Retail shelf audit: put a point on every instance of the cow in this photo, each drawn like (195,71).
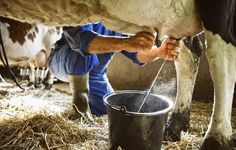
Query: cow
(28,46)
(177,19)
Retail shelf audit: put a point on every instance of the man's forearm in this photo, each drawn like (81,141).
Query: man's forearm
(100,44)
(147,56)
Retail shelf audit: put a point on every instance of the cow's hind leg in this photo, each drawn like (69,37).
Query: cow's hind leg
(80,89)
(49,79)
(186,70)
(222,63)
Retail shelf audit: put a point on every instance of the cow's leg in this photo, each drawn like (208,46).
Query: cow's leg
(49,79)
(186,70)
(80,89)
(222,63)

○ ○ ○ ○ ○

Written request ::
Please present the records, starting at the line that contains "drawn like (69,37)." and ending at the last line of the records, as a Markdown table with the columns Row and Text. Give each line its row number and leave out blank lines.

Solved problem ::
| Row | Text |
|---|---|
| 1 | Retail shelf audit: put a point on every instance of the cow's hind leg in this photo, each drawn like (69,37). |
| 2 | Query: cow's hind leg |
| 3 | (80,89) |
| 4 | (49,79) |
| 5 | (186,70) |
| 6 | (222,63) |
| 7 | Retail shelf audit: put a point on every instance of the cow's leg in this photo, each drawn like (208,46). |
| 8 | Query: cow's leg |
| 9 | (49,79) |
| 10 | (186,70) |
| 11 | (80,89) |
| 12 | (222,63) |